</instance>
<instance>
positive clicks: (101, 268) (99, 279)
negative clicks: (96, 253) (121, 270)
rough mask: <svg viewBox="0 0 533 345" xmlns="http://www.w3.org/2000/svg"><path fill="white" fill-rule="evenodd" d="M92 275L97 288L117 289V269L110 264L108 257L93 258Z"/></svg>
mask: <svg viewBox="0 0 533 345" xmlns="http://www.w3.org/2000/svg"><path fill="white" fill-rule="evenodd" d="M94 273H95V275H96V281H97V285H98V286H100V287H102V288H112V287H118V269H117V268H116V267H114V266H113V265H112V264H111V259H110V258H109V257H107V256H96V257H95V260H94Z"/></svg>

Exercise brief:
The only output should be the lines from the one containing "positive clicks: (101, 268) (99, 279)" through the final line of the material above, copied exactly.

Answer to this task:
positive clicks: (101, 268) (99, 279)
negative clicks: (96, 253) (121, 270)
rough mask: <svg viewBox="0 0 533 345" xmlns="http://www.w3.org/2000/svg"><path fill="white" fill-rule="evenodd" d="M92 275L97 288L117 289V269L110 264L108 257L93 258Z"/></svg>
mask: <svg viewBox="0 0 533 345" xmlns="http://www.w3.org/2000/svg"><path fill="white" fill-rule="evenodd" d="M94 273H95V275H96V281H97V285H98V286H100V287H102V288H112V287H118V269H117V268H116V267H114V266H113V265H112V264H111V259H110V258H109V257H107V256H96V257H95V260H94Z"/></svg>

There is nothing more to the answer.